## Direction
Report each line of the records below that contains the word "hair", copying each line whole. Case counts.

## Stored data

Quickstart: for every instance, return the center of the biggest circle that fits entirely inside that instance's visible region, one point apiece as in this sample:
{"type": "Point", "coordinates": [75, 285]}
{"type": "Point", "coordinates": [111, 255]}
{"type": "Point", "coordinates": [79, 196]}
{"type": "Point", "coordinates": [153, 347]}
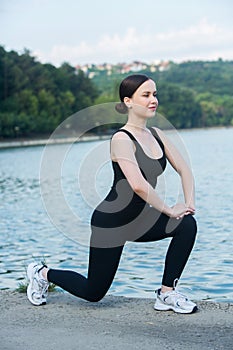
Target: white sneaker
{"type": "Point", "coordinates": [173, 300]}
{"type": "Point", "coordinates": [37, 289]}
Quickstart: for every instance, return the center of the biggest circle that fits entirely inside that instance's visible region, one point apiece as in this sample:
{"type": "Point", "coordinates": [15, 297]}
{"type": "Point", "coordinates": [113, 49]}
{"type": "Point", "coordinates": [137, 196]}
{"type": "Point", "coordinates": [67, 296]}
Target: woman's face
{"type": "Point", "coordinates": [144, 102]}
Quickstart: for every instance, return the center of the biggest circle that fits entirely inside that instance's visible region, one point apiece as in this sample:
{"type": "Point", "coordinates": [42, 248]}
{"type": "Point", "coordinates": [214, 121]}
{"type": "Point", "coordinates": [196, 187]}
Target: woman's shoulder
{"type": "Point", "coordinates": [121, 134]}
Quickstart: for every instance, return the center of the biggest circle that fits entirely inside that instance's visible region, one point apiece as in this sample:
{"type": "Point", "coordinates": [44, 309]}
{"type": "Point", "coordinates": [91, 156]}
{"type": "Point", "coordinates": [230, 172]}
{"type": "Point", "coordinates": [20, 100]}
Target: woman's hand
{"type": "Point", "coordinates": [179, 210]}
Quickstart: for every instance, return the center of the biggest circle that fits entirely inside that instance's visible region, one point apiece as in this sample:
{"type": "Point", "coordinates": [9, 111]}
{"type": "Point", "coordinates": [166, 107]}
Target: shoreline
{"type": "Point", "coordinates": [67, 322]}
{"type": "Point", "coordinates": [87, 138]}
{"type": "Point", "coordinates": [48, 141]}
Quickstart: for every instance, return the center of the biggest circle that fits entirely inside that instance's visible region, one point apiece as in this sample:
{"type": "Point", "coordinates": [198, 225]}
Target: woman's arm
{"type": "Point", "coordinates": [123, 151]}
{"type": "Point", "coordinates": [182, 168]}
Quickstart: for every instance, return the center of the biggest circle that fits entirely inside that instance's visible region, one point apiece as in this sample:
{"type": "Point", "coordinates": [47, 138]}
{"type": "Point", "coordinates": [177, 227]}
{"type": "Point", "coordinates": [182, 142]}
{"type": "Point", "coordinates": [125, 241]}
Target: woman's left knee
{"type": "Point", "coordinates": [189, 225]}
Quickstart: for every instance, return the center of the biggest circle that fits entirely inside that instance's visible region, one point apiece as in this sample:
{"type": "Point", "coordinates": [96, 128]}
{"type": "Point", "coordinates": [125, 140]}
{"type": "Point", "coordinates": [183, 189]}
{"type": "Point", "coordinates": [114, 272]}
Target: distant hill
{"type": "Point", "coordinates": [35, 98]}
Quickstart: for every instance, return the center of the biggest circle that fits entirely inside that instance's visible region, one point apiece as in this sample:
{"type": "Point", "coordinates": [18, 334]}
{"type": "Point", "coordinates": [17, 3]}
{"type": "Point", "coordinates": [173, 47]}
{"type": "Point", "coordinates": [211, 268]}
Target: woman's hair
{"type": "Point", "coordinates": [127, 88]}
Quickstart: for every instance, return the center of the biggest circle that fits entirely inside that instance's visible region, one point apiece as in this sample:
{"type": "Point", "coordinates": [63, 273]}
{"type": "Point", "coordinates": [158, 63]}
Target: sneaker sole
{"type": "Point", "coordinates": [178, 311]}
{"type": "Point", "coordinates": [29, 287]}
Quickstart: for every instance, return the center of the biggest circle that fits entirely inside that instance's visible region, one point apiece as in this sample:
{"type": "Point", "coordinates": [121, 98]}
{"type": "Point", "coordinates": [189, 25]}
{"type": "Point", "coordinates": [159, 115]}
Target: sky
{"type": "Point", "coordinates": [94, 32]}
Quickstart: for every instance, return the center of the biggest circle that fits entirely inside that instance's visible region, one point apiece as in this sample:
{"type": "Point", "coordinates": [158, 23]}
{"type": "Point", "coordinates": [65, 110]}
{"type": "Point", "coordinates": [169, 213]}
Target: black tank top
{"type": "Point", "coordinates": [122, 204]}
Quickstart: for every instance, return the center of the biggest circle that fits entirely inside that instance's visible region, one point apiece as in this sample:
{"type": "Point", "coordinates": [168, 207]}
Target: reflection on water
{"type": "Point", "coordinates": [27, 232]}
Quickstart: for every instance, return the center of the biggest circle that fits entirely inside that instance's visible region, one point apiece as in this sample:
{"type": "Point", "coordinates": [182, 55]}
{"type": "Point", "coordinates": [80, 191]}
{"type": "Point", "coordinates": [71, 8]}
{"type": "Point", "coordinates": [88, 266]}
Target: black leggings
{"type": "Point", "coordinates": [103, 262]}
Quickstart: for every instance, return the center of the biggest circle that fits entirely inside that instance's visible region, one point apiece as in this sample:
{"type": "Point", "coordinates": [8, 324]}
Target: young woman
{"type": "Point", "coordinates": [133, 211]}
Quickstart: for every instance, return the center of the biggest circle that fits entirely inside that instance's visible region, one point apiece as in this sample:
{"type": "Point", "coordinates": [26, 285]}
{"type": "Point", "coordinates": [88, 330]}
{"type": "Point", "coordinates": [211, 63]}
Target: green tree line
{"type": "Point", "coordinates": [35, 98]}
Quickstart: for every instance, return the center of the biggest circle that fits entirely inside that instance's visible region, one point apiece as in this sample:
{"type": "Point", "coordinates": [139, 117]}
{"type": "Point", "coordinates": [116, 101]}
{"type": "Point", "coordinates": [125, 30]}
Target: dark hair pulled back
{"type": "Point", "coordinates": [127, 88]}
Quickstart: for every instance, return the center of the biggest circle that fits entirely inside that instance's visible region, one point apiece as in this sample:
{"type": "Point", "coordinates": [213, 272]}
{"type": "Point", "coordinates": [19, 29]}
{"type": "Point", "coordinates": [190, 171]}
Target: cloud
{"type": "Point", "coordinates": [201, 41]}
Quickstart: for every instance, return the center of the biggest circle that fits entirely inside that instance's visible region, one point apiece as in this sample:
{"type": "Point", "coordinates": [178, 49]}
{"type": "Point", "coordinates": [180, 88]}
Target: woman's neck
{"type": "Point", "coordinates": [138, 126]}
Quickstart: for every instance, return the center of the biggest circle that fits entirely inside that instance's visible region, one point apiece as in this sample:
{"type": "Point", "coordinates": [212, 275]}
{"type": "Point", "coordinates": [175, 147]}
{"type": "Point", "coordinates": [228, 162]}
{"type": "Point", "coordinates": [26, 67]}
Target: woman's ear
{"type": "Point", "coordinates": [127, 102]}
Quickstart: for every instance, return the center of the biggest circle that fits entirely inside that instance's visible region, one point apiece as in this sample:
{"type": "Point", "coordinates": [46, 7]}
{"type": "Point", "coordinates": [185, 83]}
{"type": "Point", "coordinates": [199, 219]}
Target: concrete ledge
{"type": "Point", "coordinates": [123, 323]}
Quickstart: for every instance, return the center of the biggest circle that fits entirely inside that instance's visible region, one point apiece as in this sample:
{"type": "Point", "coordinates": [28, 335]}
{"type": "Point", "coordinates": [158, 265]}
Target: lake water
{"type": "Point", "coordinates": [28, 234]}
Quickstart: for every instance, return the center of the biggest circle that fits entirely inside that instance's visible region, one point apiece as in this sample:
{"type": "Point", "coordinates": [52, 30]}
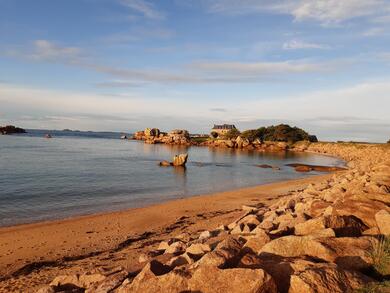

## Task result
Target: woman's hair
Target: dark hair pulled back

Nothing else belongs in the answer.